**Data for this exercise**
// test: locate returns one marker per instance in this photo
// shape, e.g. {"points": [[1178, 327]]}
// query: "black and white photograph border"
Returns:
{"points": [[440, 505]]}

**Aim**
Write out every line of the listing above again, increasing each point coordinate in the returned answers by 146. Leave the numbers in the sample shape line unchanged.

**Expected answer**
// test: locate returns one marker per instance in this photo
// shape, e.g. {"points": [[1178, 327]]}
// query: "black and white photograph border"
Returns:
{"points": [[586, 651]]}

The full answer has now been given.